● **EXERCISE DETAILS**: Below are entries; copy exactly the lines from the one with "# each point looks like point(388, 503)" through the one with "# each point looks like point(439, 59)", both included, and leave out the rest.
· · · · · · ·
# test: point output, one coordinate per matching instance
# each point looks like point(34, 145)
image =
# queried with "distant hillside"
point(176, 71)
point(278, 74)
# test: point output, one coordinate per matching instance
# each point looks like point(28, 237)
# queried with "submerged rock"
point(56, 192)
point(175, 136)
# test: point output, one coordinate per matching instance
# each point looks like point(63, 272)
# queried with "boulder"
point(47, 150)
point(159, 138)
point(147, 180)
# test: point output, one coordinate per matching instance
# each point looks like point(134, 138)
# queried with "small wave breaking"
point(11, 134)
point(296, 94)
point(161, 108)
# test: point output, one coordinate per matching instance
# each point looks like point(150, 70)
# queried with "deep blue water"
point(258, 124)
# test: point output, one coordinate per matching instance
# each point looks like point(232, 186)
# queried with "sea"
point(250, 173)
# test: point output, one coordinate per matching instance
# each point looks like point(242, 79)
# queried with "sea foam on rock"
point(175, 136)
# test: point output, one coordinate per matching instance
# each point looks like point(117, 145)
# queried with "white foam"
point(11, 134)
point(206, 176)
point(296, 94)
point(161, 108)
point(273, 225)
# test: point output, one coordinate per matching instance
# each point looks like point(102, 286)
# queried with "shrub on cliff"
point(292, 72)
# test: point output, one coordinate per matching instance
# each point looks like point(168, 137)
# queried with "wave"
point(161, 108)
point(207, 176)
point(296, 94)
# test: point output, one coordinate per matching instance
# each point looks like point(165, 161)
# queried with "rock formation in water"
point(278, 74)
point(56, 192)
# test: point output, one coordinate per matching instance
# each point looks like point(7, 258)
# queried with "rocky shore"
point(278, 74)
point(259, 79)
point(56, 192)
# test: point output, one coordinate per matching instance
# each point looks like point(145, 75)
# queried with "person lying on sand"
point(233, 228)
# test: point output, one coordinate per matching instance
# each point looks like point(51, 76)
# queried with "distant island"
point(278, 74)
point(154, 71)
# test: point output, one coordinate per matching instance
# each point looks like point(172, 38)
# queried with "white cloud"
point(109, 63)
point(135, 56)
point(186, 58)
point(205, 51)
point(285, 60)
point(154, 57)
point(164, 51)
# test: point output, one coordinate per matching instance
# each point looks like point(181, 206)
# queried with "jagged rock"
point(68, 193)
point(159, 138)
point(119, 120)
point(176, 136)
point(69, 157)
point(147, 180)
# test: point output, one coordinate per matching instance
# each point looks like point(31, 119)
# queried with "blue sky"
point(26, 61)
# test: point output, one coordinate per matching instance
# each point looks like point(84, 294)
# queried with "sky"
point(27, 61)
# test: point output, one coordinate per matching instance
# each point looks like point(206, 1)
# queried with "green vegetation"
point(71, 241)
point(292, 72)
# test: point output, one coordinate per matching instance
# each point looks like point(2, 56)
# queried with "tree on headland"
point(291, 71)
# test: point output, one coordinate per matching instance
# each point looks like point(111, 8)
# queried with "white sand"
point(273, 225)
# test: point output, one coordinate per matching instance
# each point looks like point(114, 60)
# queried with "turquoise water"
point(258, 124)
· · · · · · ·
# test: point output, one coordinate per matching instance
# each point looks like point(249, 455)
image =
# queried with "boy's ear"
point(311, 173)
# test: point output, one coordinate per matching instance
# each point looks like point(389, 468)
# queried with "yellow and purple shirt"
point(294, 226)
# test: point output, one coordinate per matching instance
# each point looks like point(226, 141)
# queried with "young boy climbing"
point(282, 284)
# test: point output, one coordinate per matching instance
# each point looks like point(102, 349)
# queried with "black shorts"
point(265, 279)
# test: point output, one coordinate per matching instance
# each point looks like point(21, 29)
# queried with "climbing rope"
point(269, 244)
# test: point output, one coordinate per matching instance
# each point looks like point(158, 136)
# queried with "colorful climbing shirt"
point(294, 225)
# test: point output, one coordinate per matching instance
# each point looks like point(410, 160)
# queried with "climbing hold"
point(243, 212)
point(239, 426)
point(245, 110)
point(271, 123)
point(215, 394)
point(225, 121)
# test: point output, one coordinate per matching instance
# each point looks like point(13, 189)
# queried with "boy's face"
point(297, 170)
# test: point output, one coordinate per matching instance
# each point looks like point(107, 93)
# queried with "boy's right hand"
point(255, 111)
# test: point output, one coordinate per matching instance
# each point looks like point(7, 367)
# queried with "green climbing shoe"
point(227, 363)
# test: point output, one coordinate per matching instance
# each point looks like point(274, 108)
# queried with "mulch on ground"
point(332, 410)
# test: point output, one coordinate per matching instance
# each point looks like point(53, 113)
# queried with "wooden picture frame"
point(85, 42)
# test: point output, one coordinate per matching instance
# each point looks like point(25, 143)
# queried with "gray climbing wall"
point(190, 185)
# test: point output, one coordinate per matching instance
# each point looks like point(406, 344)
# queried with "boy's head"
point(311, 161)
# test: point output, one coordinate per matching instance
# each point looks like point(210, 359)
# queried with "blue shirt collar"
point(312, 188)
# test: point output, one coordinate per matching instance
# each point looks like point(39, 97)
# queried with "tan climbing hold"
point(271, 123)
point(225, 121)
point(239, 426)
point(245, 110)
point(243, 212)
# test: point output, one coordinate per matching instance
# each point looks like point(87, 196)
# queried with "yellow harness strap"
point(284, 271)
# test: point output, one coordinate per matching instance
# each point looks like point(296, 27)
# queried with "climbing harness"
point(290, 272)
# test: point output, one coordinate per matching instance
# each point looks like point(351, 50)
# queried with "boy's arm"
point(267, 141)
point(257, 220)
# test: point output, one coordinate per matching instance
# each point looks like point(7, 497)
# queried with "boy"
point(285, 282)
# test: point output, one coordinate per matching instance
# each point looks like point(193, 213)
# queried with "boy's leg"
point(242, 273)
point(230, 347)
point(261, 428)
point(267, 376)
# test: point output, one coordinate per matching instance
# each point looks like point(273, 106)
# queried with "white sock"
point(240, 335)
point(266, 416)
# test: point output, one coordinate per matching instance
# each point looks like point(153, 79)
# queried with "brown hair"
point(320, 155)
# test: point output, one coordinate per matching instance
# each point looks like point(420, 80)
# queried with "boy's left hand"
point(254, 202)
· · · · · · ·
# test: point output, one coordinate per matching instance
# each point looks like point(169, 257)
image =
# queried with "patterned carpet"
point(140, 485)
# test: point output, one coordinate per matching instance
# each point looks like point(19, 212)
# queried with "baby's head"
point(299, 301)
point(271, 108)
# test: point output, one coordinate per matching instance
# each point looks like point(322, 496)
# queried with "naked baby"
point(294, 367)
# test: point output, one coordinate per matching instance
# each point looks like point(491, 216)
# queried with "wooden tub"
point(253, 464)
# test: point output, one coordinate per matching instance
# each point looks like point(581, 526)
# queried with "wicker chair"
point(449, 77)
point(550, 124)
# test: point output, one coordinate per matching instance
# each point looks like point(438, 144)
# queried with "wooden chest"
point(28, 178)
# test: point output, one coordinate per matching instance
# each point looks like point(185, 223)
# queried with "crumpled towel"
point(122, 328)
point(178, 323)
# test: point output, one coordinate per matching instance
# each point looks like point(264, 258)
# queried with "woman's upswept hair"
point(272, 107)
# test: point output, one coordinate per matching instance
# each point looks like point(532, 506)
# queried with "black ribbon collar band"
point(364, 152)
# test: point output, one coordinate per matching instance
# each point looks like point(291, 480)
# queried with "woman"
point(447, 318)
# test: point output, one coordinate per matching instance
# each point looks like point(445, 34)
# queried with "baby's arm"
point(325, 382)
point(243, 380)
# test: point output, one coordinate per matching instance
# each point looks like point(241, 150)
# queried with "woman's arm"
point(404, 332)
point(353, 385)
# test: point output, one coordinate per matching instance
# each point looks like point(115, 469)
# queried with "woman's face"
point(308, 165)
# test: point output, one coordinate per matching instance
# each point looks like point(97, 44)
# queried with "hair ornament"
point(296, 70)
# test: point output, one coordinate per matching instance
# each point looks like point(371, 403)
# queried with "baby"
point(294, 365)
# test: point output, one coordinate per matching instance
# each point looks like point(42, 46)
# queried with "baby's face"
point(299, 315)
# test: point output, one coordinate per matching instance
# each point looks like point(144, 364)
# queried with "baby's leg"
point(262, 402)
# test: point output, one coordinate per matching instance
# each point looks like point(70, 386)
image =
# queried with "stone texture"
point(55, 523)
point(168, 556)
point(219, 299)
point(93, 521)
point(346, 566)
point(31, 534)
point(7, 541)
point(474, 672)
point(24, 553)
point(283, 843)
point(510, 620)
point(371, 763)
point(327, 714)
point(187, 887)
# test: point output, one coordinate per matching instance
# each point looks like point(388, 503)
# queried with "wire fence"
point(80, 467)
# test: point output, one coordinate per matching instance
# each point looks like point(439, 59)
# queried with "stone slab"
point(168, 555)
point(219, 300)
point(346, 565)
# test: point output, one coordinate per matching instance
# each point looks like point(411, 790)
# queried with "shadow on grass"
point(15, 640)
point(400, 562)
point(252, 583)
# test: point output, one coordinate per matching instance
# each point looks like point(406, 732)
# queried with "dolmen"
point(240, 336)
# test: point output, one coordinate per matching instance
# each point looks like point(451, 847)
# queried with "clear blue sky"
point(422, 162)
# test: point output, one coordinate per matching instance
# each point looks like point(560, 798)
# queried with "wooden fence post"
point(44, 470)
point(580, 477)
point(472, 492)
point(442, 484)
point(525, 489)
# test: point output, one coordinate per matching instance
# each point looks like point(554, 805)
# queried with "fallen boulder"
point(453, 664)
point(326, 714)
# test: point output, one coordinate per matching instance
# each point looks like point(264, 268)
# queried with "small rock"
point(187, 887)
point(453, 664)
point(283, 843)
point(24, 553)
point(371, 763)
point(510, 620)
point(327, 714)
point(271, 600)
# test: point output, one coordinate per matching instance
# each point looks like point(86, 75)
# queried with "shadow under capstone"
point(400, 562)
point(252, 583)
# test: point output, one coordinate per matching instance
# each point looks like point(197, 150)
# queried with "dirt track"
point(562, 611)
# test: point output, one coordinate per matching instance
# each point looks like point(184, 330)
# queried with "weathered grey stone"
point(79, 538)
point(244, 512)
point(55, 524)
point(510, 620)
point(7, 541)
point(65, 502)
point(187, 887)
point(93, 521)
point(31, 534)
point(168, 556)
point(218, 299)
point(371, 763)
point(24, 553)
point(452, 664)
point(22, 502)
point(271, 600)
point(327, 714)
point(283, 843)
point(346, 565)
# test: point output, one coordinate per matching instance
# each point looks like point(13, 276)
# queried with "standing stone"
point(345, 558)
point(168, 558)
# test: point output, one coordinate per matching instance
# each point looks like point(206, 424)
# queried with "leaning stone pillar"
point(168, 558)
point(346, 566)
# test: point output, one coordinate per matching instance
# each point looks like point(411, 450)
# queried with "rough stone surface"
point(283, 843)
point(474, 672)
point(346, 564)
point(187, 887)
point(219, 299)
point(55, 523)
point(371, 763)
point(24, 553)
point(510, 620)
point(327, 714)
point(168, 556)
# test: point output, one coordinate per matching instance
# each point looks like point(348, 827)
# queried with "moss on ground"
· · · · · · ·
● **TASK ANSWER**:
# each point looks like point(388, 503)
# queried with "wire fence"
point(80, 467)
# test: point output, one coordinate per matching instance
# each point looks like point(439, 59)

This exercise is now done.